• Excerpts from point annotation records
— begin —

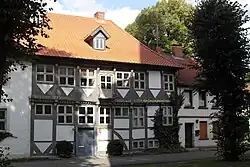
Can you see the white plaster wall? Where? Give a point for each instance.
(64, 133)
(196, 141)
(151, 110)
(197, 112)
(104, 134)
(151, 133)
(154, 79)
(18, 112)
(121, 123)
(43, 130)
(124, 134)
(138, 133)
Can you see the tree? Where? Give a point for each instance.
(222, 55)
(167, 22)
(20, 22)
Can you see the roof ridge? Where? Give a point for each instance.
(145, 46)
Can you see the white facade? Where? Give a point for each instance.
(193, 116)
(18, 112)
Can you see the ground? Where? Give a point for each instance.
(202, 163)
(142, 161)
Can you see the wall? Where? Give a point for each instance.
(18, 112)
(195, 115)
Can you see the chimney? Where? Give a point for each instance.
(99, 15)
(177, 51)
(159, 50)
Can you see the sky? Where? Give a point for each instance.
(122, 12)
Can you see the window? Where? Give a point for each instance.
(188, 98)
(138, 117)
(168, 82)
(105, 113)
(106, 82)
(87, 78)
(139, 82)
(214, 103)
(122, 79)
(153, 143)
(138, 144)
(45, 73)
(66, 76)
(43, 109)
(215, 130)
(86, 115)
(202, 99)
(167, 115)
(99, 43)
(3, 119)
(64, 114)
(121, 111)
(203, 130)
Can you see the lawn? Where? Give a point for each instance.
(207, 163)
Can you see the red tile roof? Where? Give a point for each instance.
(67, 40)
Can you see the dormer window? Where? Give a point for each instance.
(97, 39)
(99, 43)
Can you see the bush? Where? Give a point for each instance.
(115, 147)
(64, 149)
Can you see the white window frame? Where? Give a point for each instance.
(45, 73)
(123, 79)
(4, 120)
(168, 82)
(88, 77)
(106, 82)
(154, 141)
(65, 114)
(67, 76)
(167, 112)
(140, 80)
(138, 144)
(105, 115)
(122, 113)
(100, 43)
(86, 115)
(202, 103)
(43, 109)
(138, 117)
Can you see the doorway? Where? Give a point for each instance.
(189, 135)
(86, 142)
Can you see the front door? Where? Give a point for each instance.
(86, 142)
(189, 135)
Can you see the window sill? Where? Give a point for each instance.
(66, 85)
(44, 82)
(88, 87)
(202, 107)
(188, 107)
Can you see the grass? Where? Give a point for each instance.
(204, 163)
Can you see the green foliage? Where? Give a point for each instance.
(64, 149)
(115, 147)
(222, 55)
(172, 18)
(20, 23)
(168, 136)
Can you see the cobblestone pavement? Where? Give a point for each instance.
(119, 161)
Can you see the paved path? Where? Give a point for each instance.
(119, 161)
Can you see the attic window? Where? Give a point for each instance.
(99, 43)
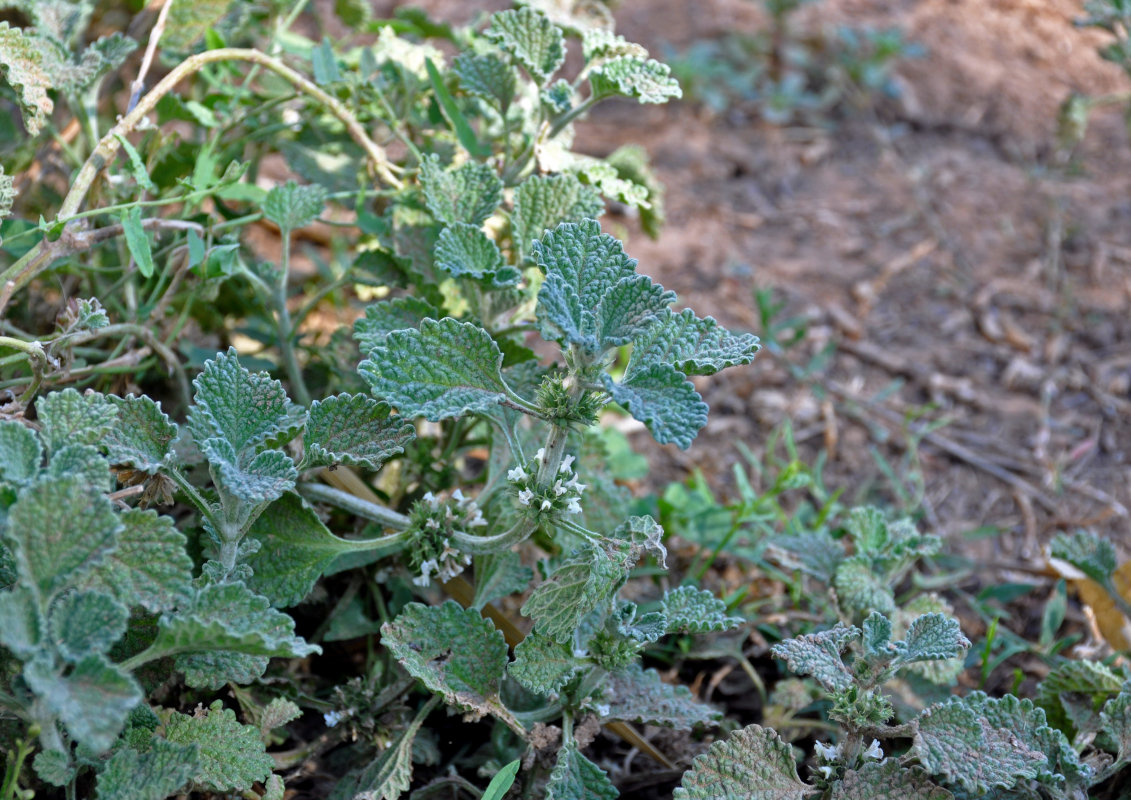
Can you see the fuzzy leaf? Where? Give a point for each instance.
(819, 655)
(469, 194)
(693, 345)
(584, 582)
(355, 430)
(544, 201)
(691, 610)
(638, 695)
(931, 637)
(143, 435)
(488, 77)
(465, 250)
(888, 781)
(149, 567)
(956, 742)
(251, 479)
(231, 756)
(532, 40)
(455, 652)
(92, 699)
(631, 76)
(296, 549)
(861, 590)
(20, 626)
(226, 633)
(155, 774)
(499, 575)
(59, 530)
(1091, 555)
(446, 369)
(69, 418)
(751, 764)
(20, 453)
(664, 401)
(542, 664)
(24, 61)
(292, 206)
(575, 776)
(385, 317)
(241, 407)
(86, 622)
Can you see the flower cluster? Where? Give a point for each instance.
(433, 522)
(563, 496)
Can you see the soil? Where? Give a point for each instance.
(965, 274)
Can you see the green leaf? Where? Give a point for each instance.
(86, 622)
(137, 240)
(956, 742)
(24, 60)
(861, 591)
(468, 194)
(502, 781)
(888, 781)
(1091, 555)
(446, 369)
(84, 462)
(160, 772)
(385, 317)
(451, 112)
(249, 479)
(488, 77)
(296, 548)
(544, 201)
(92, 699)
(69, 418)
(576, 776)
(499, 575)
(664, 401)
(638, 695)
(465, 250)
(241, 407)
(20, 625)
(59, 530)
(532, 40)
(143, 435)
(931, 637)
(693, 345)
(292, 206)
(231, 756)
(691, 610)
(542, 664)
(630, 76)
(354, 430)
(584, 582)
(226, 633)
(819, 655)
(20, 453)
(149, 567)
(455, 652)
(751, 764)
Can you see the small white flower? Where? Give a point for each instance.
(827, 751)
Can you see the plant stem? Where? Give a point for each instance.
(36, 259)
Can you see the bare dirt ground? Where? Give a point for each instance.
(956, 266)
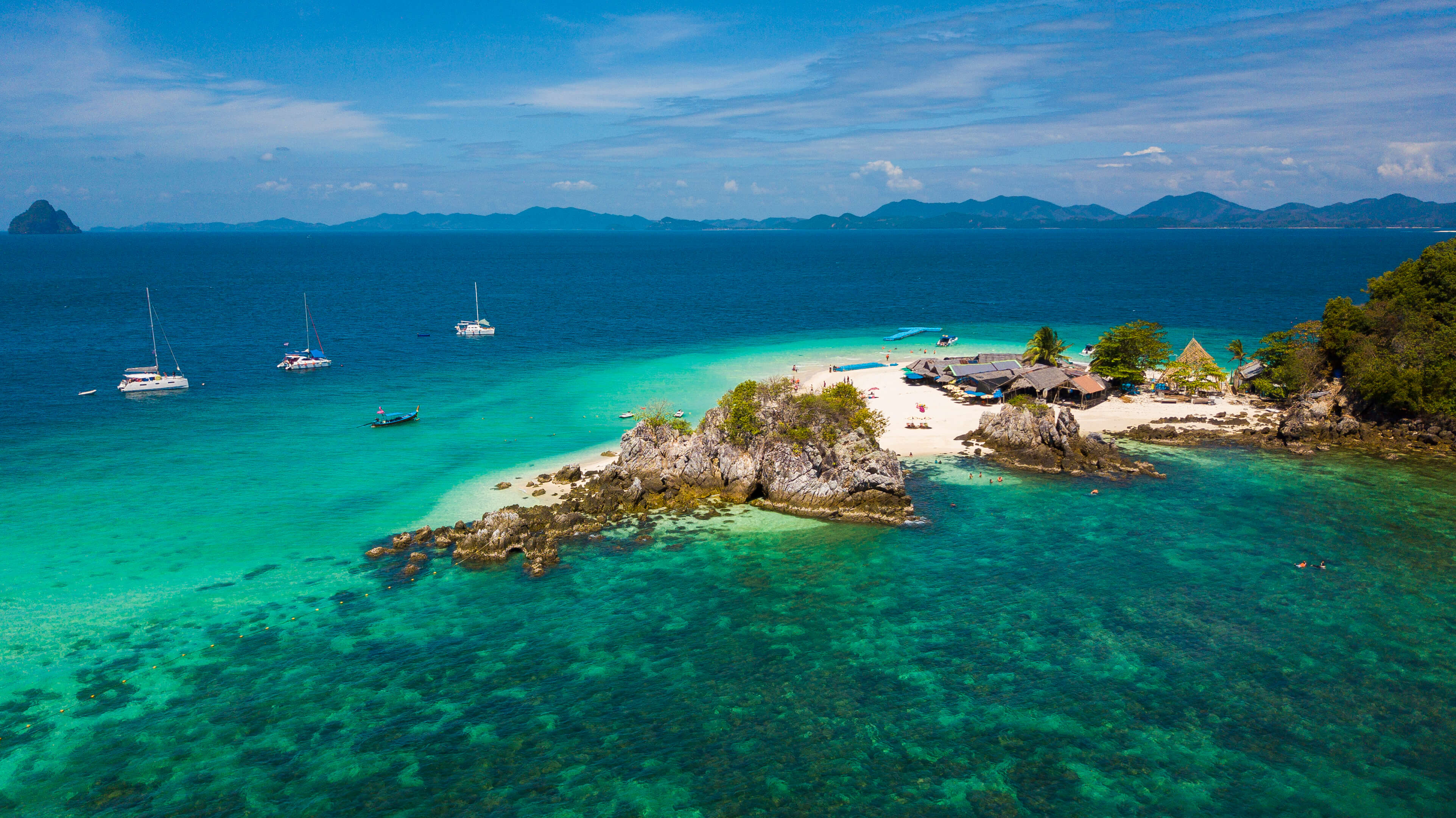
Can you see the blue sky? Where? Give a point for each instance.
(124, 113)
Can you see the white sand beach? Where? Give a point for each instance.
(899, 401)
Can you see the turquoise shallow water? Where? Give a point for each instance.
(1036, 651)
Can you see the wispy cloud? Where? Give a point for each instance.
(70, 75)
(896, 178)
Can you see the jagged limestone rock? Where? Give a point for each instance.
(1046, 440)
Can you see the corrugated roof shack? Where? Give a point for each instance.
(986, 377)
(1039, 379)
(934, 370)
(1088, 389)
(1246, 373)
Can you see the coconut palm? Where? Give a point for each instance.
(1045, 348)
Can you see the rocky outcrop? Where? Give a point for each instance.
(663, 469)
(1045, 440)
(851, 479)
(41, 217)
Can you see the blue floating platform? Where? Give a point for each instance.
(909, 331)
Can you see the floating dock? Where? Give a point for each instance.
(909, 331)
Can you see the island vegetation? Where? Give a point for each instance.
(1397, 353)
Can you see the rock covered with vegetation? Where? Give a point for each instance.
(41, 217)
(804, 455)
(1033, 436)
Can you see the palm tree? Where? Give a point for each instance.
(1045, 348)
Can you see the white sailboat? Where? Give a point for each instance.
(311, 358)
(477, 327)
(152, 379)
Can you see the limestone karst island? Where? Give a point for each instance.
(729, 411)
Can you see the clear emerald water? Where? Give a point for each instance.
(1036, 651)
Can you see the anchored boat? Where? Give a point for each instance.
(478, 327)
(152, 379)
(394, 418)
(311, 358)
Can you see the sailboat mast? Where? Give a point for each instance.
(153, 325)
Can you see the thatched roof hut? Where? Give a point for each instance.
(1196, 354)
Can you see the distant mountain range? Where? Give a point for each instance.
(1193, 210)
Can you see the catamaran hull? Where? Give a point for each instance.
(164, 383)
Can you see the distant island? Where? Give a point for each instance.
(41, 217)
(1191, 210)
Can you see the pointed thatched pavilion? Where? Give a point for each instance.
(1194, 354)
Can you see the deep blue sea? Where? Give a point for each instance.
(188, 625)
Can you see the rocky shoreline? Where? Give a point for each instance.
(828, 474)
(1321, 423)
(1040, 439)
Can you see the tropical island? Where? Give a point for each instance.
(1191, 210)
(1378, 376)
(43, 219)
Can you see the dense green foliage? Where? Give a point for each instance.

— end —

• Instructions for the task
Turn every line of the records above into a Markdown table with the columns Row and Record line, numbering the rows and skipping blank lines. Leave the pictures out.

• Result for this exercise
| Row | Record line |
|---|---|
| 1 | Can you see the white plaster wall? Where? Give a point for each instance. |
| 2 | (64, 133) |
| 3 | (196, 141) |
| 4 | (151, 110) |
| 5 | (197, 112) |
| 6 | (104, 134) |
| 7 | (151, 133) |
| 8 | (154, 79) |
| 9 | (18, 112) |
| 10 | (121, 123) |
| 11 | (43, 130) |
| 12 | (124, 134) |
| 13 | (138, 133) |
| 14 | Can you see the tree? Where? Give a point for each instance. |
| 15 | (222, 55) |
| 16 | (167, 22) |
| 17 | (20, 22) |
| 18 | Can you see the roof ridge? Where? Give a point for each instance. |
| 19 | (145, 46) |
| 20 | Can you see the white facade? Where? Give a point for each instance. |
| 21 | (193, 116) |
| 22 | (18, 112) |
| 23 | Can you see the ground? Where? Give a point for each instance. |
| 24 | (202, 163) |
| 25 | (142, 161) |
| 26 | Can you see the wall? Where? Give a point for each instance. |
| 27 | (18, 112) |
| 28 | (195, 115) |
| 29 | Can you see the chimney? Where? Give a point for each instance. |
| 30 | (99, 15) |
| 31 | (177, 51) |
| 32 | (159, 50) |
| 33 | Can you see the sky? Where? Give a point for each instance. |
| 34 | (122, 12) |
| 35 | Can you see the window? Where? Give a point for each instance. |
| 36 | (188, 98) |
| 37 | (138, 117) |
| 38 | (168, 82) |
| 39 | (105, 113) |
| 40 | (106, 82) |
| 41 | (87, 78) |
| 42 | (139, 82) |
| 43 | (214, 103) |
| 44 | (122, 79) |
| 45 | (153, 143) |
| 46 | (138, 144) |
| 47 | (45, 73) |
| 48 | (66, 76) |
| 49 | (43, 109) |
| 50 | (215, 130) |
| 51 | (86, 115) |
| 52 | (202, 99) |
| 53 | (167, 115) |
| 54 | (99, 43) |
| 55 | (3, 119) |
| 56 | (64, 114) |
| 57 | (121, 111) |
| 58 | (203, 130) |
| 59 | Can you see the lawn? Where? Give a point for each instance. |
| 60 | (207, 163) |
| 61 | Can you see the red tile roof? Where? Give a point for each instance. |
| 62 | (67, 40) |
| 63 | Can you see the dormer window? Where? Give a point for each instance. |
| 64 | (97, 39) |
| 65 | (99, 43) |
| 66 | Can you see the bush? Where? Give a point for each instance. |
| 67 | (115, 147) |
| 68 | (64, 149) |
| 69 | Can you see the white window frame? Where? Give a point for each instance. |
| 70 | (45, 73) |
| 71 | (123, 79) |
| 72 | (4, 120) |
| 73 | (168, 82) |
| 74 | (88, 77) |
| 75 | (106, 82) |
| 76 | (154, 141) |
| 77 | (65, 114) |
| 78 | (67, 76) |
| 79 | (167, 112) |
| 80 | (140, 80) |
| 81 | (138, 144) |
| 82 | (105, 115) |
| 83 | (122, 113) |
| 84 | (100, 43) |
| 85 | (86, 115) |
| 86 | (202, 103) |
| 87 | (43, 109) |
| 88 | (138, 117) |
| 89 | Can you see the doorway? Where? Give a point for each instance. |
| 90 | (189, 135) |
| 91 | (86, 142) |
| 92 | Can you see the front door? Where? Give a point for each instance. |
| 93 | (86, 142) |
| 94 | (189, 135) |
| 95 | Can you see the window sill? Where? Give a point for each instance. |
| 96 | (66, 85) |
| 97 | (44, 82) |
| 98 | (88, 87) |
| 99 | (202, 107) |
| 100 | (188, 107) |
| 101 | Can you see the grass? Where? Give a point for each instance. |
| 102 | (204, 163) |
| 103 | Can you see the green foliage? Where? Give a point for each instance. |
| 104 | (64, 149) |
| 105 | (115, 147) |
| 106 | (222, 55) |
| 107 | (172, 18) |
| 108 | (20, 23) |
| 109 | (168, 136) |
| 110 | Can you see the cobblestone pavement? Where? Give a point for each instance. |
| 111 | (119, 161) |
| 112 | Can you see the paved path? Where? Give a point for each instance. |
| 113 | (119, 161) |
| 114 | Can you see the attic window? Where? Give a point for each instance. |
| 115 | (99, 43) |
| 116 | Can you see the fuzzy leaf? Where? Give a point for each instance. |
| 117 | (819, 655) |
| 118 | (469, 194) |
| 119 | (693, 345) |
| 120 | (584, 582) |
| 121 | (355, 430) |
| 122 | (544, 201) |
| 123 | (691, 610) |
| 124 | (638, 695) |
| 125 | (931, 637) |
| 126 | (143, 435) |
| 127 | (488, 77) |
| 128 | (465, 250) |
| 129 | (888, 781) |
| 130 | (149, 567) |
| 131 | (956, 742) |
| 132 | (251, 479) |
| 133 | (231, 756) |
| 134 | (532, 40) |
| 135 | (455, 652) |
| 136 | (92, 699) |
| 137 | (631, 76) |
| 138 | (296, 549) |
| 139 | (861, 590) |
| 140 | (20, 626) |
| 141 | (226, 633) |
| 142 | (155, 774) |
| 143 | (499, 575) |
| 144 | (59, 530) |
| 145 | (1091, 555) |
| 146 | (446, 369) |
| 147 | (69, 418) |
| 148 | (751, 764) |
| 149 | (20, 453) |
| 150 | (664, 401) |
| 151 | (542, 664) |
| 152 | (24, 61) |
| 153 | (292, 206) |
| 154 | (575, 776) |
| 155 | (385, 317) |
| 156 | (241, 407) |
| 157 | (86, 622) |
| 158 | Can you see the flower cluster? Where? Give a point for each instance. |
| 159 | (433, 522) |
| 160 | (563, 496) |
| 161 | Can you see the soil? Where? Give a point for each instance. |
| 162 | (965, 274) |
| 163 | Can you see the green leaf? Where? Give a point for each instance. |
| 164 | (86, 622) |
| 165 | (137, 240) |
| 166 | (956, 742) |
| 167 | (24, 60) |
| 168 | (861, 591) |
| 169 | (468, 194) |
| 170 | (502, 781) |
| 171 | (888, 781) |
| 172 | (1091, 555) |
| 173 | (446, 369) |
| 174 | (84, 462) |
| 175 | (160, 772) |
| 176 | (385, 317) |
| 177 | (451, 112) |
| 178 | (249, 479) |
| 179 | (488, 77) |
| 180 | (296, 548) |
| 181 | (544, 201) |
| 182 | (92, 699) |
| 183 | (69, 418) |
| 184 | (576, 776) |
| 185 | (499, 575) |
| 186 | (664, 401) |
| 187 | (638, 695) |
| 188 | (465, 250) |
| 189 | (241, 407) |
| 190 | (20, 625) |
| 191 | (59, 530) |
| 192 | (532, 40) |
| 193 | (143, 435) |
| 194 | (931, 637) |
| 195 | (693, 345) |
| 196 | (292, 206) |
| 197 | (231, 756) |
| 198 | (691, 610) |
| 199 | (542, 664) |
| 200 | (630, 76) |
| 201 | (354, 430) |
| 202 | (584, 582) |
| 203 | (226, 633) |
| 204 | (819, 655) |
| 205 | (20, 453) |
| 206 | (149, 567) |
| 207 | (455, 652) |
| 208 | (751, 764) |
| 209 | Can you see the small white flower? Where? Give a point for each instance. |
| 210 | (827, 751) |
| 211 | Can you see the plant stem? Where? Give a point for each instance. |
| 212 | (36, 259) |
| 213 | Can you see the bare dirt ground? Where? Give a point for each instance. |
| 214 | (956, 266) |
| 215 | Can you see the blue sky? Where? Give a point for each instance. |
| 216 | (124, 113) |
| 217 | Can you see the white sand beach? Where? Give a point for each instance. |
| 218 | (899, 401) |
| 219 | Can you see the turquoise shallow water? Where? Give a point for each instance. |
| 220 | (1036, 651) |
| 221 | Can you see the wispy cloud? Where? Give a point for each instance. |
| 222 | (70, 75) |
| 223 | (896, 178) |
| 224 | Can you see the jagged limestone rock? Where? Give a point for each instance. |
| 225 | (1046, 440) |
| 226 | Can you see the corrugated roof shack? Where? Give a point for each instance. |
| 227 | (986, 377) |
| 228 | (1039, 379) |
| 229 | (934, 370) |
| 230 | (1088, 389) |
| 231 | (1246, 373) |
| 232 | Can you see the coconut palm? Where? Give a point for each instance. |
| 233 | (1045, 348) |
| 234 | Can you see the rocky outcrop? Where? Give a point for each instance. |
| 235 | (663, 469) |
| 236 | (1045, 440) |
| 237 | (851, 479) |
| 238 | (41, 217) |
| 239 | Can you see the blue floating platform? Where? Give a point for each instance. |
| 240 | (909, 331) |
| 241 | Can you see the floating dock? Where? Give a point for each instance. |
| 242 | (909, 331) |
| 243 | Can you see the island vegetation? Where? Give a point for each instance. |
| 244 | (1397, 353) |
| 245 | Can you see the rock covered with vegetation? Where? Give a point for each instance. |
| 246 | (41, 217) |
| 247 | (804, 455) |
| 248 | (1033, 436) |
| 249 | Can you see the palm tree? Where? Give a point for each instance. |
| 250 | (1045, 348) |
| 251 | Can you see the white sailboat? Where? Give a point for each instance. |
| 252 | (311, 358) |
| 253 | (477, 327) |
| 254 | (152, 379) |
| 255 | Can you see the limestone karst island? Where? Give a point for each instance. |
| 256 | (729, 411) |
| 257 | Can you see the clear emerald water? Where? Give a point for each instance. |
| 258 | (1036, 651) |
| 259 | Can you see the anchored boat? Where? Give a point for each instance. |
| 260 | (478, 327) |
| 261 | (152, 379) |
| 262 | (394, 418) |
| 263 | (311, 358) |
| 264 | Can you see the sailboat mast? Where? Give a point for each instance. |
| 265 | (153, 325) |
| 266 | Can you see the thatched roof hut? Where? Give a point for each instance. |
| 267 | (1196, 354) |
| 268 | Can you see the distant mountain range? Where? Give a point for each instance. |
| 269 | (1193, 210) |
| 270 | Can you see the catamaran hull? Where? Give a point for each instance. |
| 271 | (164, 383) |
| 272 | Can you see the distant island? Where? Give a point for each instance. |
| 273 | (41, 217) |
| 274 | (1191, 210) |
| 275 | Can you see the pointed thatched pavilion? Where? Give a point for each instance. |
| 276 | (1194, 354) |
| 277 | Can you see the deep blue sea? Where? Give a point for each instance. |
| 278 | (188, 625) |
| 279 | Can you see the rocky shoreline? Where? Give a point for each instance. |
| 280 | (828, 474) |
| 281 | (1321, 423) |
| 282 | (1040, 439) |
| 283 | Can you see the tropical island? Where? Give a point for each instance. |
| 284 | (1191, 210) |
| 285 | (1378, 376) |
| 286 | (43, 219) |
| 287 | Can you see the dense green foliage? Where? Give a point for each instance. |